─── Data lines

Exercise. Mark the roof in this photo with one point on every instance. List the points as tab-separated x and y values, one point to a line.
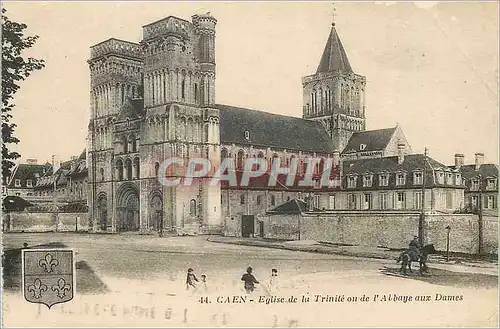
267	129
131	109
376	166
486	170
25	172
334	58
374	140
14	203
294	206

──────

▶ **Written request**
Could you echo the records above word for word, line by line, with the pictures left out?

▶ **Answer to this exercise**
Exercise. Mark the roof in this photo with one point on every instance. List the points as tab-separated x and y values, one point to a line.
267	129
131	109
376	166
486	170
25	172
334	58
374	140
14	203
294	206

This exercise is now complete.